Задание 1: Что, согласно отрывку о судебных доказательствах, удалось доказать к счастью для обвиняемого в деле «штата Айовы против Белла»?
Задание 2: Напишите продолжение отрывка о судебных доказательствах, начиная после его последнего предложения.

Отрывок:
Подведя итоги, мы должны признать две совершенно различные категории фактов, существующих не только в юридической теории, но и в действительных определениях положительного права.
Согласно этому, в учении о судебных доказательствах, мы имеем с одной стороны «факты, которые доказывают «, т.е. материалы, которые помогают установить «подлежащий рассмотрению факт «, а с другой – «факты, которые следует доказать», т.е. все то, что становится определенным юридическим фактом, как только оно установлено путем доказательств.
Любопытный пример юридических проблем, возникающих в связи с этим, можно заимствовать из одного американского дела «штата Айовы против Белла». Ночью в комнате одного дома был обнаружен живший по соседству человек, забравшийся туда тайком. Это было бы явным покушением на грабеж, если бы не было доказано, к счастью для обвиняемого, что в это время он был пьян. Согласно предложению судьи, принятому и присяжными, отсюда был сделан вывод, что обвиняемый в то время не сознавал, что он направился в чужой дом. Однако в случае умышленного или неосторожного убийства вряд ли можно было бы ссылаться перед английским или американским судом на опьянение, как на смягчающее вину обстоятельство. Наоборот, судьи много раз подчеркивали, что факт опьянения сам по себе не влечет непременно более мягкого отношения к преступнику.
Такие же вопросы факта возникают и при оценке степени
морального давления, которому было подвергнуто лицо, совершившее завещание или
заключившее договор, при установлении степени заботливости или наоборот
небрежности, выказанной лицом, присмотру которого было поручено имущество
другого. Иногда суду приходится очень глубоко входить в социальные и моральные
понятия, свойственные определенной эпохе или определенной социальной среде, для
того, чтобы выделить юридические факты, от которых зависят юридические
следствия в виде определенных прав и обязанностей. Вообще, в любом случае
необходимо критически рассматривать взятые из реальной жизни доказательства,
чтобы получить сравнительно небольшое количество юридических фактов.

Записанные данные:
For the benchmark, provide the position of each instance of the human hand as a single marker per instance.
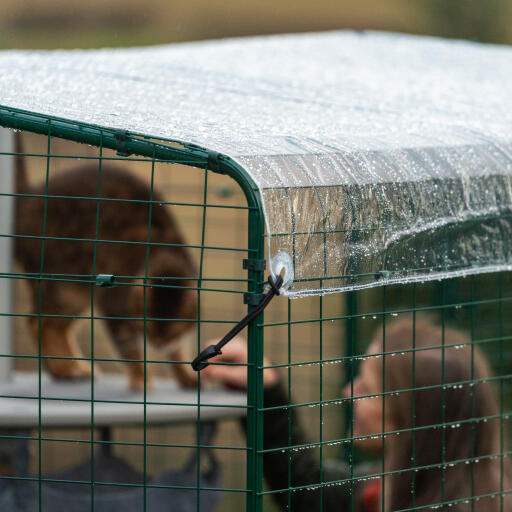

Ответ 1: В это время он был пьян.

Ответ 2:
[746]
Следует также заметить, что праву иногда приходится «основываться в своих суждениях относительно субъективных прав и обязанностей не на реальных, хотя и избранных фактах, а на фактах, существование которых должно быть предположено, в силу официально признанной правом точки зрения. Старое учение о доказательствах изобиловало искусственными правилами в этом отношении. Бентам энергично протестовал против фантомов, порождаемых таким искусственным способом рассмотрения доказательств, и против карикатуры на право, которую часто влекло за собой подобное рассмотрение. Его филиппики не остались бесплодными, и с его времени достигнуто много упрощений и улучшений. Однако, даже и теперь наше право не вполне свободно от искусственных правил, которые иногда могут затруднить справедливое решение дела. Мои читатели, конечно, помнят дело убийцы Криппена. Особенно тяжелым доказательством против обвиняемого являлось то, что под полом дома, где были скрыты останки его жертвы, была найдена часть его фланелевой рубашки. Но этот факт сначала не был представлен обвинением и был выдвинут только впоследствии, для того, чтобы опровергнуть некоторые утверждения обвиняемого. Предъявление этого доказательства в самом конце дела дало защитнику Криппена основание для того, чтобы просить апелляционный суд об отмене вердикта. «Для опровержения утверждений обвиняемого нельзя представлять доказательств», указывалось в апелляционной жалобе, «которые можно было включить в материал, представленный обвинением сначала, и таким образом усиливать позицию обвинения после того, как предъявление доказательств обеими сторонами закончено».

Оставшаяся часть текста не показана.